EXTRAIT DU TEXTE |
Trouver un lieu pour y faire du théâtre
Grand Angle17 septembre 2022 | Lecture 1 min.
Alyssa Tzavaras Comment as-tu commencé ta carrière?
Isabelle Pousseur Je me suis formée en mise en scène à l’INSAS et j’ai très vite donné cours au Conservatoire de Liège. Progressivement, j’ai créé une compagnie, d’abord le Théâtre Séquelles avec Amid Chakir, et ensuite le Théâtre du Ciel Noir qui est devenu le Théâtre Océan Nord, que je codirigeais avec Michel Boermans.
J’ai commencé dans cette période, les années 1970, qui a marqué un tournant à deux niveaux. Sur le plan institutionnel, il y avait moins de lieux qu’aujourd’hui, et le système de coproduction n’existait pas.
Sur le plan artistique, on était influencés par un théâtre post-brechtien très dramaturgique et en même temps, quelques jeunes compagnies faisaient un travail de corps, plus émotionnel ou plus onirique, comme le théâtre Elémentaire de Michel Dezoteux. C’était l’époque où certaines pièces de Kantor, Pina Bausch, ou Bob Wilson avec Einstein on the Beach, commençaient à circuler. Pour nous, c’était nouveau et très surprenant.
Tes spectacles, esthétiquement et artistiquement parlant, étaient directement liés aux lieux dans lesquels tu créais?

DONNÉES DE L'EXERCICE |

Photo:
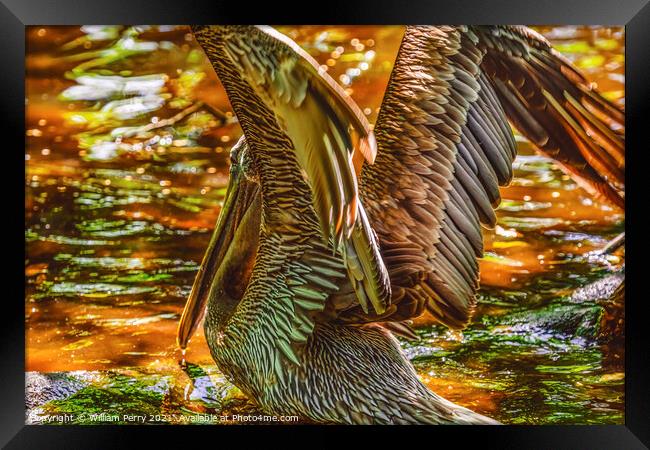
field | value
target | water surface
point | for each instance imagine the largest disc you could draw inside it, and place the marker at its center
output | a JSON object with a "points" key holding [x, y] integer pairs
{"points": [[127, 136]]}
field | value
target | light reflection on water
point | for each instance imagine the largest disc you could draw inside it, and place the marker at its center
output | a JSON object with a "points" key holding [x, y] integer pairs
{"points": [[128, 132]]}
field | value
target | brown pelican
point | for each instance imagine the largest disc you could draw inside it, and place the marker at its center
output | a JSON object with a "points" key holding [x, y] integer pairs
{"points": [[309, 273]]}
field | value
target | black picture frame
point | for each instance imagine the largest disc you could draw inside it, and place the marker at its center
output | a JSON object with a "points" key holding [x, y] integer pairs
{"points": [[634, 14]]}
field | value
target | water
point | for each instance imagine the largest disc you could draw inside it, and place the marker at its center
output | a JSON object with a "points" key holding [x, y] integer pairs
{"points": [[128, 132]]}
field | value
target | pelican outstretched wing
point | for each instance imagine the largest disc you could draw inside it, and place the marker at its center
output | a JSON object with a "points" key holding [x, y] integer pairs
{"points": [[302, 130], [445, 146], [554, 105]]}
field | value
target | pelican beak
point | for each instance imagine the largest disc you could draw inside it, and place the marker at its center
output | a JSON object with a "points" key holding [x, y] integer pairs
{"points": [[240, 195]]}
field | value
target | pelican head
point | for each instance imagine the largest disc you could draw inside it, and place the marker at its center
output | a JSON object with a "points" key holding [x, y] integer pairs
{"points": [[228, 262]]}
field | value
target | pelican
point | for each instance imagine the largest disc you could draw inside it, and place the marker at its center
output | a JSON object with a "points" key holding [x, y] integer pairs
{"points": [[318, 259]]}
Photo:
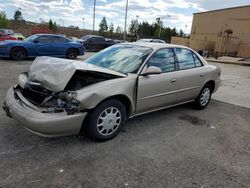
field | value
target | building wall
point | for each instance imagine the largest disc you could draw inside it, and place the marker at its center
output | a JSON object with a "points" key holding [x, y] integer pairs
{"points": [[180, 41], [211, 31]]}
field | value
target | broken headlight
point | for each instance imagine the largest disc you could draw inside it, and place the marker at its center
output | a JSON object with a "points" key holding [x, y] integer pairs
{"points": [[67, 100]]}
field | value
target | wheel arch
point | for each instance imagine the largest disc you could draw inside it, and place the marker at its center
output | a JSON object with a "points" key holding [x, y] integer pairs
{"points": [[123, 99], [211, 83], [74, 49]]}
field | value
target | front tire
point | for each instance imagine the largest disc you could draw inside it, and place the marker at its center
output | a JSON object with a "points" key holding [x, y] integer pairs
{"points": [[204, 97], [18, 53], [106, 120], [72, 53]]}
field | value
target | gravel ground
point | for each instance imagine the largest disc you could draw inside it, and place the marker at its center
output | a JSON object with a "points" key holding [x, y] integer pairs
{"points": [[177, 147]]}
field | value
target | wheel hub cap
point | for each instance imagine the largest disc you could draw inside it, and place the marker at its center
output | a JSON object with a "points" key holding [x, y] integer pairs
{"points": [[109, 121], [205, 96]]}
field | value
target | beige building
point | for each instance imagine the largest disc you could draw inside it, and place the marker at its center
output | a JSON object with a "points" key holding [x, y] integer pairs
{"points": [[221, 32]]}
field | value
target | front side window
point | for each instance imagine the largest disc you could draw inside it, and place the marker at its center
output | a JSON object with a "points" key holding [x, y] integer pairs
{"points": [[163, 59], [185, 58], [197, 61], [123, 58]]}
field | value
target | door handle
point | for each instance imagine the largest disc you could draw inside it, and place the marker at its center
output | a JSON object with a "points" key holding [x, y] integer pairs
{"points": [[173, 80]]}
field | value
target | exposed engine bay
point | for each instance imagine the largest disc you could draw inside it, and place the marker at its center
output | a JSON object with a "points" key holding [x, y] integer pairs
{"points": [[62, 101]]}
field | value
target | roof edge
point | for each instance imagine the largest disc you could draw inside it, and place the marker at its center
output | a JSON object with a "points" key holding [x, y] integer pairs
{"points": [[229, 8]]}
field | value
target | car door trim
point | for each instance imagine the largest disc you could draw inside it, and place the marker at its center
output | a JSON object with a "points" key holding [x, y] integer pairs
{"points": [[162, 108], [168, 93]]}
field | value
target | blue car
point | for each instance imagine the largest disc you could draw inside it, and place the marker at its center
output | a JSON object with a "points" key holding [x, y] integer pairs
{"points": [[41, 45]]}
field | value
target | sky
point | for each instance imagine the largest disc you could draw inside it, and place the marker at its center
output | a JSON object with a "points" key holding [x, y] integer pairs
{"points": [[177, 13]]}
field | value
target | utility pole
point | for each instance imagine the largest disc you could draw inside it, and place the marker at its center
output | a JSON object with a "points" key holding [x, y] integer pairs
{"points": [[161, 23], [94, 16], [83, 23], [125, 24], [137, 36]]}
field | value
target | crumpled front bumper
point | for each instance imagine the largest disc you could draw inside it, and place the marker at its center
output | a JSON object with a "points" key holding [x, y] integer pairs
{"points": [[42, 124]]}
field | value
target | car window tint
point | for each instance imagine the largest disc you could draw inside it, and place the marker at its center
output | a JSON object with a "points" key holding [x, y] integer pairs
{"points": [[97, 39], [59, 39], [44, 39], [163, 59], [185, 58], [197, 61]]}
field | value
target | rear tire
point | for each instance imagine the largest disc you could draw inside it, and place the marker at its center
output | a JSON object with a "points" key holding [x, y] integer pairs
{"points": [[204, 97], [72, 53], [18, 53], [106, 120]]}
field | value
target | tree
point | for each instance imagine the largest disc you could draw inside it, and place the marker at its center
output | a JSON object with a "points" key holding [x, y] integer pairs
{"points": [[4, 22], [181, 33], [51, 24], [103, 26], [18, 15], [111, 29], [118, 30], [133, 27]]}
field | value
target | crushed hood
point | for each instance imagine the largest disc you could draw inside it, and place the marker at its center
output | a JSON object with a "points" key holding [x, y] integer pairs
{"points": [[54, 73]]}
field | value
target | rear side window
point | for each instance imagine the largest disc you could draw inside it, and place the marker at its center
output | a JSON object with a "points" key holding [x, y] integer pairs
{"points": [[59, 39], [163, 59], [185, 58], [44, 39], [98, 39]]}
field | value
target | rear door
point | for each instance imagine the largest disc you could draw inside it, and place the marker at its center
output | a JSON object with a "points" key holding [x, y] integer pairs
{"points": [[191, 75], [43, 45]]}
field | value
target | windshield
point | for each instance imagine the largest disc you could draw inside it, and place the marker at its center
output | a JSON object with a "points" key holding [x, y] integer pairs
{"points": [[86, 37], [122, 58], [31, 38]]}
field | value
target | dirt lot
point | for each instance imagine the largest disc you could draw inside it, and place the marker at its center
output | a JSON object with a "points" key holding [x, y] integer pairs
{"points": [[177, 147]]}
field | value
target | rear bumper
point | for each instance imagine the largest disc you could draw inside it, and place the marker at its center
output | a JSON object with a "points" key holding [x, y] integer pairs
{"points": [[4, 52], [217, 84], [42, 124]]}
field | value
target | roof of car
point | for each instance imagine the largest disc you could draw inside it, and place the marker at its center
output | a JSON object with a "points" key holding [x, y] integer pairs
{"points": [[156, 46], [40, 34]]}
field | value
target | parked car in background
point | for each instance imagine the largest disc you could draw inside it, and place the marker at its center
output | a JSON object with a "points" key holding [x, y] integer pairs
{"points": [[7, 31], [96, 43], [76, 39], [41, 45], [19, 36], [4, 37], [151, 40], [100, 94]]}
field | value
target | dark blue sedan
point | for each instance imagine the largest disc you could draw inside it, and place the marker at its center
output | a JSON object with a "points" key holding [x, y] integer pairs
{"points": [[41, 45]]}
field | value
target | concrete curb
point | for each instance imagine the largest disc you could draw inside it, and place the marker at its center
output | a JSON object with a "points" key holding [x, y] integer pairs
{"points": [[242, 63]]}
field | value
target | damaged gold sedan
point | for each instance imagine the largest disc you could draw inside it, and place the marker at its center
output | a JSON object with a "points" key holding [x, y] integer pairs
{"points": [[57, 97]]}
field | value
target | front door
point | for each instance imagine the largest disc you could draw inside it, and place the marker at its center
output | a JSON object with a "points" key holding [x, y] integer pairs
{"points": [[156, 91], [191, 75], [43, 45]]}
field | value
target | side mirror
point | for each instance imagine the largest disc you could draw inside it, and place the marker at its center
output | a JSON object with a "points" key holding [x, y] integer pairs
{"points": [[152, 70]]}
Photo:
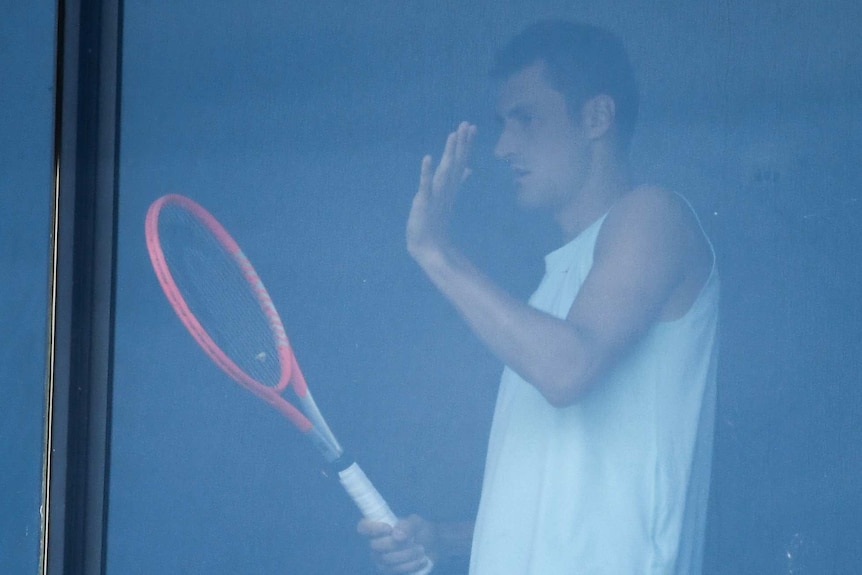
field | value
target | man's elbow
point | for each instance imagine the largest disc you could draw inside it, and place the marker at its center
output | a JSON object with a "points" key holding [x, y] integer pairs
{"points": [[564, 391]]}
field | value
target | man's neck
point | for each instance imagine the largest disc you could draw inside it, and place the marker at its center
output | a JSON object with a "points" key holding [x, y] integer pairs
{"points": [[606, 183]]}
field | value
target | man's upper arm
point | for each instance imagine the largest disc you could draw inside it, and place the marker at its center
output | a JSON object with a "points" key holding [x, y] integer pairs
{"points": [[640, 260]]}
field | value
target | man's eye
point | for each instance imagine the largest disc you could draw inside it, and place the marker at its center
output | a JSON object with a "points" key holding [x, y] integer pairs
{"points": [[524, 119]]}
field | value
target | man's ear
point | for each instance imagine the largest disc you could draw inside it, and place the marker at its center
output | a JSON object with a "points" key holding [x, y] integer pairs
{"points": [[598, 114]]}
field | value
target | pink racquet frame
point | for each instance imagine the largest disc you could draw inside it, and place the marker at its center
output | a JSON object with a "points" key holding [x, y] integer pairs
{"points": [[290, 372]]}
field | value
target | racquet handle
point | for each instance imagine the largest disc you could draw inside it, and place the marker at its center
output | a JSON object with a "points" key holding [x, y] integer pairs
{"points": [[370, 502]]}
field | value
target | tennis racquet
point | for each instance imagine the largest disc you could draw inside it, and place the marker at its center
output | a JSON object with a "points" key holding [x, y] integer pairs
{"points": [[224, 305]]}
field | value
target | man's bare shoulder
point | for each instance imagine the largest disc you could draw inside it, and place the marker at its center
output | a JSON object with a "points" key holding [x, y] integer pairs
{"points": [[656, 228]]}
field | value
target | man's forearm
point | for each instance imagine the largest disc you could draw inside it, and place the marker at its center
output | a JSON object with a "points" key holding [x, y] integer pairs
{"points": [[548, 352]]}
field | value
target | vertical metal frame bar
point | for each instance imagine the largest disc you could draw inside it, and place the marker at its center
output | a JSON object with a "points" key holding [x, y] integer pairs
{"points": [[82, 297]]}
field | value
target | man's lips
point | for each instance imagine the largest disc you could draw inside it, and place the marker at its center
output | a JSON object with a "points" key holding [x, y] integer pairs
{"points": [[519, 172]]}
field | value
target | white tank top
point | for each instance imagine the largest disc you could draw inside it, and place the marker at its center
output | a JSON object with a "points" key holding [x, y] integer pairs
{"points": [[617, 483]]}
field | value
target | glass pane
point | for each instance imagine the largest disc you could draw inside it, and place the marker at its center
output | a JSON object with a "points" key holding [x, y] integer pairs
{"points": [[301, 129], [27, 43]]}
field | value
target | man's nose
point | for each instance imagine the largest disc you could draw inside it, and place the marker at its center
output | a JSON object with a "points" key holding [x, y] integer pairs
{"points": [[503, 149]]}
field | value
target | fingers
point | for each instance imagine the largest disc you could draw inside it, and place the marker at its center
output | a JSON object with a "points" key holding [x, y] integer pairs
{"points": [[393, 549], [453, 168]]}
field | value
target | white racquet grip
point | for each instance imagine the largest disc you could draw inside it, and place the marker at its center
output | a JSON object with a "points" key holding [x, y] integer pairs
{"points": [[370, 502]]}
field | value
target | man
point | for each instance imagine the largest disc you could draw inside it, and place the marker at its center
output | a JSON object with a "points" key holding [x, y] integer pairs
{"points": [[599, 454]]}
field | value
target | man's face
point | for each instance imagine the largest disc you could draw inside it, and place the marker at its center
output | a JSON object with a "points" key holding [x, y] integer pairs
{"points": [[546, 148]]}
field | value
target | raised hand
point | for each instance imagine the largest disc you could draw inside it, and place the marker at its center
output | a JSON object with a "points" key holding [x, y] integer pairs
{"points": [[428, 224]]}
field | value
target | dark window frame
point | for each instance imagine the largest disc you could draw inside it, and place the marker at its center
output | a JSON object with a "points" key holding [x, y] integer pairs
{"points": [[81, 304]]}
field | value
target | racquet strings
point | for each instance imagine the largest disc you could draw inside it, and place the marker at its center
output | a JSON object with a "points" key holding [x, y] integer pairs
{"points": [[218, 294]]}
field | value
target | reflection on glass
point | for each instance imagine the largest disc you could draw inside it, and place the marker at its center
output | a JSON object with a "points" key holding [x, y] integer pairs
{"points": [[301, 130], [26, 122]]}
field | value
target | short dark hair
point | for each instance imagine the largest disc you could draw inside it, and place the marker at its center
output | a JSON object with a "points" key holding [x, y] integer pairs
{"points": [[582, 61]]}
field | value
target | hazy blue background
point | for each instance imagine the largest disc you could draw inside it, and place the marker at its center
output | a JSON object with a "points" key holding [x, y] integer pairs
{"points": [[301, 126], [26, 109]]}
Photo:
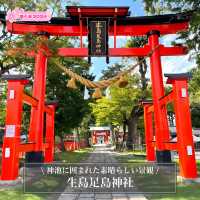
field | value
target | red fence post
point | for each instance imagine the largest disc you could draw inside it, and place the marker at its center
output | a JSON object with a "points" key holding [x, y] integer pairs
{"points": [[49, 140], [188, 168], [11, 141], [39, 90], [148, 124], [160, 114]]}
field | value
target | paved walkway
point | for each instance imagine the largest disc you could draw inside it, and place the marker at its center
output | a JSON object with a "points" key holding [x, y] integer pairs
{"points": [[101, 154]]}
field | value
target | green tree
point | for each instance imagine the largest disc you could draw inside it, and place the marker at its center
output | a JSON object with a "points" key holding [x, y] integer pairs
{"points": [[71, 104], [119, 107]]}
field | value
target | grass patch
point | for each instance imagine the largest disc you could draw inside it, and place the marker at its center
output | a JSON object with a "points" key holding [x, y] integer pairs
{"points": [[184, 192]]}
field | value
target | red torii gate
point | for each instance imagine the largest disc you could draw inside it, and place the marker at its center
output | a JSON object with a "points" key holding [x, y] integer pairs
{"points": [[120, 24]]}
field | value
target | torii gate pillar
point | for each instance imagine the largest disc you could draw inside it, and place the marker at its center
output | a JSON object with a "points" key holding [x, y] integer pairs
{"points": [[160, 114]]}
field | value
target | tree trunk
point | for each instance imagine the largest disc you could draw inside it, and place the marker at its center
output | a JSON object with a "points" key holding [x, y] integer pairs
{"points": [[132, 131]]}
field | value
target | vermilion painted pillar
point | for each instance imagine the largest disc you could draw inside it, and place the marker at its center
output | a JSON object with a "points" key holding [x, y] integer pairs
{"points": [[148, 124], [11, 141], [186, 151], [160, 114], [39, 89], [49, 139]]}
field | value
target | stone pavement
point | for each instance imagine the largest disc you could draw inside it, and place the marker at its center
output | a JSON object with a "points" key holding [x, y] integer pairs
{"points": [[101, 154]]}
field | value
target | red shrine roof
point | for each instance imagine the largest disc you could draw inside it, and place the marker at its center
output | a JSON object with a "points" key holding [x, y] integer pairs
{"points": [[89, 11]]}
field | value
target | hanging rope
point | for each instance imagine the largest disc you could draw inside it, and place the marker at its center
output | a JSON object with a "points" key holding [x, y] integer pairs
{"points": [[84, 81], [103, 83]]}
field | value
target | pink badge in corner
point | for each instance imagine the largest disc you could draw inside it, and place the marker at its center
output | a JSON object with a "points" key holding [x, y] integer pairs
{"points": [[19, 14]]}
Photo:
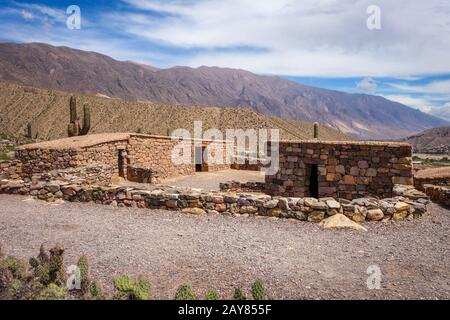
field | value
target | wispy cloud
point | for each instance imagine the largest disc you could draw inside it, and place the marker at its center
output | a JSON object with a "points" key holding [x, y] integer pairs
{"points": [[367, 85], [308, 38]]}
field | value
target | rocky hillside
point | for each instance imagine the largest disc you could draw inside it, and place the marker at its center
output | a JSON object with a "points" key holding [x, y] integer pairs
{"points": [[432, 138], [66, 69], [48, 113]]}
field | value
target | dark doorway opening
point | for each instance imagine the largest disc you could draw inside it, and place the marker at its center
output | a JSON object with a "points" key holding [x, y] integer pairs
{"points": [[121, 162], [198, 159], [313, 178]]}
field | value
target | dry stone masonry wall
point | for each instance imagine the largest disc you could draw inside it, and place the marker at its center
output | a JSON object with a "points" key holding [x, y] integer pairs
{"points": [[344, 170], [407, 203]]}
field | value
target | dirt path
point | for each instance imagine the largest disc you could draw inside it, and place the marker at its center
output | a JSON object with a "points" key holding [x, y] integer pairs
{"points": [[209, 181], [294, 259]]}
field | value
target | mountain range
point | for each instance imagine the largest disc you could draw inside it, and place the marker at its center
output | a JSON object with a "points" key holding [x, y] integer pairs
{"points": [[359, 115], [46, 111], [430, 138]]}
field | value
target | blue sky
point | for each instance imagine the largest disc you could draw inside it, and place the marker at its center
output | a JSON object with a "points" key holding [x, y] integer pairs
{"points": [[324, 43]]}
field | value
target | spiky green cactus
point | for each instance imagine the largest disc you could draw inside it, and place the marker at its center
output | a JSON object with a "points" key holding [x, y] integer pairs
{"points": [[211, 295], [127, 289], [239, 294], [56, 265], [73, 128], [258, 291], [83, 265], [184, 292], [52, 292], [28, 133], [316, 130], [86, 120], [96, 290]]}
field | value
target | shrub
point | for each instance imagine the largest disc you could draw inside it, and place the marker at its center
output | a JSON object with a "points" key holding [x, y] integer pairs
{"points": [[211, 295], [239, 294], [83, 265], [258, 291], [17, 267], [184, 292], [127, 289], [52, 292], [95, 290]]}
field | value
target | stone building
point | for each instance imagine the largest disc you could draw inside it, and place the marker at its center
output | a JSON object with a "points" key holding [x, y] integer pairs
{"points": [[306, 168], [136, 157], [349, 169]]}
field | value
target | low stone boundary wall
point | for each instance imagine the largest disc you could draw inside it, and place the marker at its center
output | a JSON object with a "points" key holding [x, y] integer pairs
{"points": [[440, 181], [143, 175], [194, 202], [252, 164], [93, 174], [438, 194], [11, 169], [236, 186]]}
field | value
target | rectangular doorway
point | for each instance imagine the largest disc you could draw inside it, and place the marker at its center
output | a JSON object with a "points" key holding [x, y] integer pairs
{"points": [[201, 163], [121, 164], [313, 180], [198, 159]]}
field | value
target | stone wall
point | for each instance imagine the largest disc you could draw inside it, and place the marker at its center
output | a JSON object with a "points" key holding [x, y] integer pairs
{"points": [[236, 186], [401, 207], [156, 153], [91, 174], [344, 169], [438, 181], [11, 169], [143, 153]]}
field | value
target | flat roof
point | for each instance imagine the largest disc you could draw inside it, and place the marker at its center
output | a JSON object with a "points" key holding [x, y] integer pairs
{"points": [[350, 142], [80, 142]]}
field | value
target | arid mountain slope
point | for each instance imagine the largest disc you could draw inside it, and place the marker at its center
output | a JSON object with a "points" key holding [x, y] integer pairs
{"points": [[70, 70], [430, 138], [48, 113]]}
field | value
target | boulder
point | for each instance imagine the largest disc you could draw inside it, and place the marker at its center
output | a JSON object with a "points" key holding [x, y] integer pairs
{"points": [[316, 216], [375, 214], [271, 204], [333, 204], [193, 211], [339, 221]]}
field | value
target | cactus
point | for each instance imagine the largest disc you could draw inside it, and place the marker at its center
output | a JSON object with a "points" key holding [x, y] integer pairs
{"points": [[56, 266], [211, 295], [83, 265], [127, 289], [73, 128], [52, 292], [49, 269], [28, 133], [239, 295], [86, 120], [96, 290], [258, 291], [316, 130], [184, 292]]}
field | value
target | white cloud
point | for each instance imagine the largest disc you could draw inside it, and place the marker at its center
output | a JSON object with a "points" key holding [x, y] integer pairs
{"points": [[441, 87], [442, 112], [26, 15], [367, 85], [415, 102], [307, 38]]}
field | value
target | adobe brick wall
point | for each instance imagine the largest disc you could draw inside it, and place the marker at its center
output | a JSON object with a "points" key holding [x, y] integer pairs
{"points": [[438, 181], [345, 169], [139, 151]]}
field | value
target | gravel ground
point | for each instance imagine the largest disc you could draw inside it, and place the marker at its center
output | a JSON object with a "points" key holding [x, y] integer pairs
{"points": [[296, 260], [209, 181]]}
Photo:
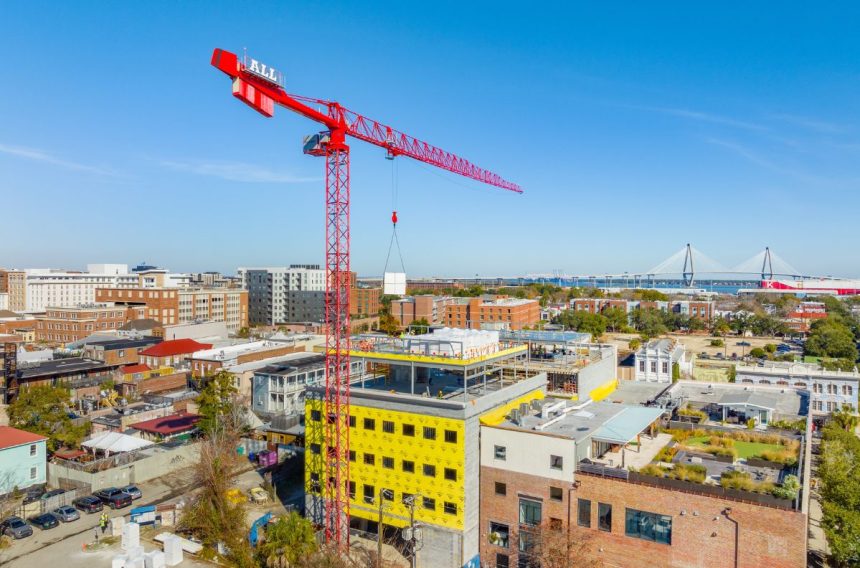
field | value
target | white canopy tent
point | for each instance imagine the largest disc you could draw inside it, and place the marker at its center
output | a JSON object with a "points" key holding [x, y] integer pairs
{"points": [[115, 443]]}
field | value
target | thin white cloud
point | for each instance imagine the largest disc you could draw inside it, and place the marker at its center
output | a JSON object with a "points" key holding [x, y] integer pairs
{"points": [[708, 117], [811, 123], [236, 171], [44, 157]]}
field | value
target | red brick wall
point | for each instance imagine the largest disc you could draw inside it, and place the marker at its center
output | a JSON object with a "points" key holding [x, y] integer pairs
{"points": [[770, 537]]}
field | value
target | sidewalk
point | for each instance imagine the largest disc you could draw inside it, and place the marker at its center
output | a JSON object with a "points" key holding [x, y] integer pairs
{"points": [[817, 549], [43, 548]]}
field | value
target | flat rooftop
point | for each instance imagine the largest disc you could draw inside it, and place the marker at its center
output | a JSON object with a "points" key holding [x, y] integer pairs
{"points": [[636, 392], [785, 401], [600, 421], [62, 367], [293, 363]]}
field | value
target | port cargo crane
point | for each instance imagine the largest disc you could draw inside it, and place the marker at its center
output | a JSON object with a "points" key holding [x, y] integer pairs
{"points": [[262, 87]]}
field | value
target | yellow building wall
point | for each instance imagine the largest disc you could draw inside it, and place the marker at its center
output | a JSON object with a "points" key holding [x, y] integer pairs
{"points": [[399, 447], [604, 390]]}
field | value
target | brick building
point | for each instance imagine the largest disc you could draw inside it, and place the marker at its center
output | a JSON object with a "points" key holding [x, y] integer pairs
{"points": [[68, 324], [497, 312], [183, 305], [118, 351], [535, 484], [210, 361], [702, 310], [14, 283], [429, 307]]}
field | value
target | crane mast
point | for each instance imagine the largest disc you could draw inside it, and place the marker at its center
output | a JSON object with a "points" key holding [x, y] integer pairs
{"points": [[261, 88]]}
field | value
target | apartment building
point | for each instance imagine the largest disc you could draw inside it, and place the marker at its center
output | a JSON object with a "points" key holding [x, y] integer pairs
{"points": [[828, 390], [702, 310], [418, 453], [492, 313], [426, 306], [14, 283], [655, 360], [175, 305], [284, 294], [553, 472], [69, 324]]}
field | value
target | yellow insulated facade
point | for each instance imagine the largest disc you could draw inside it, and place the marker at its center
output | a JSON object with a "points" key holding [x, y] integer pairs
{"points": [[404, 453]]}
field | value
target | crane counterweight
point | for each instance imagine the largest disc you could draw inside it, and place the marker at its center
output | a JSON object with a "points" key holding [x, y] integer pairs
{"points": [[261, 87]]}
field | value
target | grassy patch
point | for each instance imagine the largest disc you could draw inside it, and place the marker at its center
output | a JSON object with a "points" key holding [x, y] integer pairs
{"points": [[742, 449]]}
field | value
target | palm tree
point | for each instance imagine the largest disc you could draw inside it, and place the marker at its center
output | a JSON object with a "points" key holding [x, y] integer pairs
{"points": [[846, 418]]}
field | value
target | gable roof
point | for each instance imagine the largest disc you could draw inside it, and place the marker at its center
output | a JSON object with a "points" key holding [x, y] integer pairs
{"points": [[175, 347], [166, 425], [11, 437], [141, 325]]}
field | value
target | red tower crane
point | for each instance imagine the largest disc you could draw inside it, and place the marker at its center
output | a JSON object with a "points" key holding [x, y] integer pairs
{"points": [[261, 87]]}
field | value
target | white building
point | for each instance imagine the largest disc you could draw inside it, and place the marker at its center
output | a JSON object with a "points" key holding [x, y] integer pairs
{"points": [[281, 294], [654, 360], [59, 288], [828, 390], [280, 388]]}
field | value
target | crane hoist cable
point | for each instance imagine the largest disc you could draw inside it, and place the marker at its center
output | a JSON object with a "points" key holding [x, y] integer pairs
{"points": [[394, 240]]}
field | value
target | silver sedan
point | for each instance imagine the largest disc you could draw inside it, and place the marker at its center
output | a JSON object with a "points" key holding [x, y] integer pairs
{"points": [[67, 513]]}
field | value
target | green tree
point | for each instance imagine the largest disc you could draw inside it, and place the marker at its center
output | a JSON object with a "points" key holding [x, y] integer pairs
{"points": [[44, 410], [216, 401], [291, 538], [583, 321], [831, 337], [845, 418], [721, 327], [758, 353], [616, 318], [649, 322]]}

CONSIGNES |
1. Repérez chaque ligne des entrées qui contient le mot "racquet" et recopiez-la.
2. Écrivez la suite de l'entretien sur le théâtre à partir de l'endroit où il s'interrompt.
L'entretien sur le théâtre et les entrées n'ont aucun lien entre eux.

RÉPONSES |
1.
target | pink racquet frame
target | racquet handle
target | tennis racquet
target | white racquet grip
target | racquet strings

2.
Certains, oui, comme Je voulais encore dire quelque chose mais quoi?, créé dans le couloir d’un ancien Orphelinat à Liège, ou Le Roi Lear, dans une caserne. Mais quand tu commences à avoir plus d’argent, tu as aussi plus de contraintes. Par exemple, pour le spectacle autour du Château de Kafka (Le Géomètre et le Messager) – la première co-production du Théâtre National! – j’aurais voulu le monter dans une gare désaffectée pas loin d’Avignon mais le directeur voulait que ce soit au Cloître des Carmes.
Au bout d’un moment, tu te sentais donc moins libre artistiquement?
Ҫa dépend. On ne m’a jamais imposé un acteur, ni un texte, donc par rapport à d’autres jeunes metteurs en scène, c’était quand même une position confortable. En 1989, j’ai participé à un séminaire de l’UNESCO à Avignon, que dirigeait Georges Banu, sur la relève dans le jeune théâtre européen. C’était passionnant, on venait tous de différents pays. Tous les matins, l’un de nous présentait son travail et la manière dont ça se passait dans son pays. Les Allemands étaient très surpris qu’on ne nous imposait rien, parce qu’eux étaient d’abord assistants, ensuite ils faisaient un premier spectacle avec un texte d’un jeune auteur, et c’est seulement au bout de quelques années qu’ils pouvaient commencer à choisir. Je ne sais pas si c’est toujours le cas maintenant… Mais les jeunes metteur·euses en scène sortant des écoles avaient du travail, c’est ça la grande différence!
Comment t’est venue l’idée de chercher un lieu pour y faire du théâtre?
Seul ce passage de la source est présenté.